__GIVEN TASK A__.
In two sentences, summarize the Spark JSON parsing question below.

__READING TEXT__.
Parsing json in spark

17.4k views Asked by At

I was using json scala library to parse a json from a local drive in spark job :

val requestJson=JSON.parseFull(Source.fromFile("c:/data/request.json").mkString)
    val mainJson=requestJson.get.asInstanceOf[Map[String,Any]].get("Request").get.asInstanceOf[Map[String,Any]]
    val currency=mainJson.get("currency").get.asInstanceOf[String]

But when i try to use the same parser by pointing to hdfs file location it doesnt work:

val requestJson=JSON.parseFull(Source.fromFile("hdfs://url/user/request.json").mkString)

and gives me an error:

java.io.FileNotFoundException: hdfs:/localhost/user/request.json (No such file or directory)
  at java.io.FileInputStream.open0(Native Method)

Segmentation labeling entries:
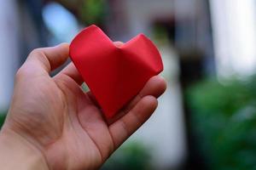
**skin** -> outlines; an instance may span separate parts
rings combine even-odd
[[[49,76],[68,53],[67,43],[35,49],[17,71],[0,133],[1,169],[97,169],[156,109],[166,87],[160,76],[106,120],[73,63]]]

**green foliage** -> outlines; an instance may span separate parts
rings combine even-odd
[[[191,129],[210,169],[256,169],[256,77],[188,90]]]
[[[88,25],[102,25],[106,8],[106,0],[84,0],[80,11],[83,21]]]
[[[150,150],[142,144],[125,144],[107,161],[102,170],[150,170]]]

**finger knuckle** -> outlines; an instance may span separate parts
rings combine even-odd
[[[38,55],[41,54],[42,54],[42,48],[35,48],[29,54],[29,56]]]

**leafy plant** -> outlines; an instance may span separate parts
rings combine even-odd
[[[256,168],[256,76],[188,90],[191,129],[210,169]]]

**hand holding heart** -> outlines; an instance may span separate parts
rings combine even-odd
[[[17,72],[0,133],[3,169],[96,169],[148,120],[166,89],[165,81],[153,76],[112,120],[105,120],[93,94],[81,90],[73,64],[49,76],[68,54],[66,43],[36,49]]]

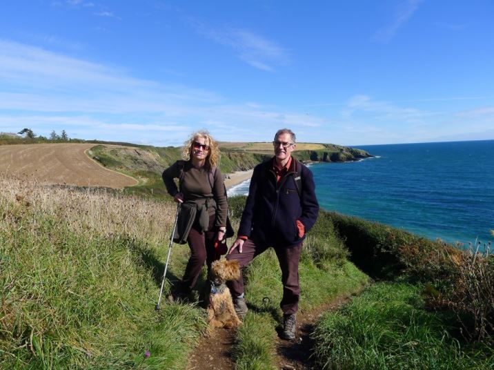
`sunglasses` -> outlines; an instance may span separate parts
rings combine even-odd
[[[201,144],[201,143],[198,143],[197,142],[194,142],[192,144],[192,146],[195,149],[199,149],[199,148],[201,148],[203,150],[209,150],[209,146],[206,145],[205,144]]]
[[[273,145],[274,145],[275,148],[279,146],[279,144],[281,144],[284,148],[288,148],[288,146],[291,146],[294,144],[295,143],[289,143],[288,142],[278,142],[277,140],[275,140],[274,142],[273,142]]]

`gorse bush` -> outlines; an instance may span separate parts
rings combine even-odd
[[[335,230],[329,214],[320,211],[317,221],[304,243],[302,258],[312,261],[319,268],[324,268],[334,262],[341,265],[348,255],[348,250]]]
[[[484,253],[479,252],[480,244],[471,244],[460,255],[449,255],[454,270],[446,289],[431,300],[435,306],[455,312],[462,333],[473,340],[494,333],[494,258],[490,254],[491,242],[484,244]]]
[[[320,369],[491,369],[494,351],[462,344],[448,313],[426,309],[420,285],[379,283],[319,320]]]

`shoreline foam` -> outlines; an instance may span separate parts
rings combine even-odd
[[[253,172],[254,172],[254,170],[227,173],[227,177],[225,179],[225,186],[227,189],[229,189],[236,185],[241,184],[252,177]]]

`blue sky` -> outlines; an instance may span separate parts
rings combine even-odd
[[[0,131],[492,139],[493,19],[491,0],[5,0]]]

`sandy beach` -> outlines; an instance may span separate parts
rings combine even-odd
[[[228,189],[249,179],[253,171],[254,170],[249,170],[248,171],[237,171],[233,173],[227,173],[227,177],[225,179],[225,186]]]

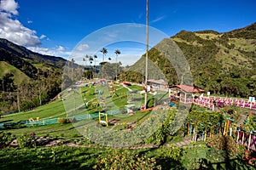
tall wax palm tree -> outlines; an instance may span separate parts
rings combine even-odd
[[[147,37],[147,45],[146,45],[146,71],[145,71],[145,107],[147,107],[147,82],[148,82],[148,0],[147,0],[147,16],[146,16],[146,22],[147,22],[147,31],[146,31],[146,37]]]
[[[104,69],[103,69],[103,65],[104,65],[104,56],[106,55],[106,54],[108,54],[108,49],[106,49],[105,48],[103,48],[101,52],[103,54],[103,57],[102,57],[102,78],[103,78],[103,76],[104,76]]]
[[[105,48],[103,48],[101,52],[103,54],[103,57],[102,57],[102,62],[104,62],[104,57],[106,56],[106,54],[108,54],[108,49],[106,49]]]
[[[89,57],[89,63],[90,63],[90,73],[92,73],[92,71],[91,71],[91,64],[92,64],[92,61],[93,61],[93,57],[92,57],[92,56],[90,56],[90,57]],[[90,74],[90,76],[91,76],[91,74]],[[90,76],[90,78],[92,78],[92,77]]]
[[[71,59],[71,68],[72,68],[72,76],[71,77],[72,77],[72,81],[73,81],[73,70],[74,70],[73,69],[73,64],[74,64],[74,62],[75,62],[74,59],[72,58]]]
[[[94,55],[93,56],[94,58],[94,67],[96,67],[96,60],[98,58],[96,55]]]
[[[121,52],[119,49],[116,49],[114,51],[115,53],[115,63],[116,63],[116,68],[115,68],[115,79],[117,80],[117,67],[118,67],[118,63],[117,63],[117,57],[119,54],[121,54]]]

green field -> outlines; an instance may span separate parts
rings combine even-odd
[[[4,133],[10,133],[12,137],[16,138],[20,145],[18,148],[0,149],[0,168],[253,169],[253,166],[239,157],[240,155],[236,159],[227,161],[224,150],[209,148],[207,143],[204,141],[189,143],[184,146],[176,145],[183,141],[181,131],[175,135],[168,133],[164,137],[165,133],[169,132],[170,123],[172,123],[172,118],[170,117],[179,114],[176,113],[176,110],[168,110],[167,112],[159,109],[146,112],[135,110],[132,114],[129,114],[125,105],[134,105],[140,107],[144,104],[143,95],[139,93],[142,87],[131,86],[129,89],[119,84],[113,86],[115,94],[112,91],[113,88],[105,86],[82,87],[69,92],[64,91],[61,99],[34,108],[32,110],[4,115],[0,122],[17,122],[30,118],[36,120],[37,117],[39,117],[39,120],[52,118],[62,120],[67,116],[97,115],[99,111],[103,113],[119,111],[117,115],[108,116],[108,121],[117,121],[116,123],[109,123],[108,127],[99,124],[99,118],[96,116],[72,123],[59,122],[56,124],[32,127],[16,125],[3,129]],[[157,91],[157,93],[154,97],[148,93],[148,100],[155,102],[154,105],[168,99],[168,94],[166,92]],[[106,116],[102,116],[102,120],[106,120],[105,118]],[[150,122],[159,126],[150,127]],[[143,128],[143,123],[148,126]],[[150,133],[151,131],[154,133],[146,140],[141,141],[133,150],[125,145],[125,141],[128,143],[140,141],[141,136],[133,134]],[[140,133],[141,132],[143,133]],[[1,133],[0,141],[3,135],[3,132]],[[32,133],[34,133],[37,138],[52,139],[59,143],[57,145],[49,147],[22,146],[33,141],[30,137]],[[7,133],[5,135],[8,137]],[[26,139],[21,140],[22,138]],[[2,140],[4,140],[4,137]],[[162,144],[163,146],[156,144],[160,140],[165,142]],[[107,146],[116,144],[117,141],[120,142],[120,145],[113,144],[114,146],[122,147],[124,144],[125,148]],[[74,145],[67,146],[66,144]],[[144,149],[141,149],[140,144]],[[156,144],[154,148],[150,148],[154,144]]]

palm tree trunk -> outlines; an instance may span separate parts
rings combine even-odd
[[[147,106],[148,94],[147,94],[147,82],[148,82],[148,0],[147,0],[147,45],[146,45],[146,72],[145,72],[145,107]]]

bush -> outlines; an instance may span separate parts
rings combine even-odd
[[[34,137],[27,133],[24,133],[23,135],[20,136],[17,142],[20,148],[36,147],[36,141],[34,140]]]
[[[213,135],[207,141],[207,146],[228,152],[230,158],[236,158],[239,154],[239,144],[231,136]]]
[[[66,124],[66,123],[69,123],[70,121],[69,119],[66,119],[66,118],[59,118],[58,119],[58,123],[60,123],[61,125]]]
[[[0,131],[0,149],[9,146],[15,139],[15,137],[12,133]]]
[[[100,157],[94,169],[161,169],[154,158],[139,156],[129,150],[111,150],[107,157]]]
[[[182,150],[179,146],[172,144],[168,148],[161,147],[158,150],[160,157],[178,161],[180,159]]]

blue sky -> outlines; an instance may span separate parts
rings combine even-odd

__GIVEN TASK B__.
Extract every line of the listing above that contains the word "tree", where case counts.

__WRITTEN ANSWER A__.
The asker used a Scala JSON library in a Spark job to parse a JSON file from a local drive. The same parser fails when pointed at an HDFS file location, throwing a java.io.FileNotFoundException that reports no such file or directory.

__WRITTEN ANSWER B__.
tall wax palm tree -> outlines; an instance may span separate parts
palm tree trunk -> outlines; an instance may span separate parts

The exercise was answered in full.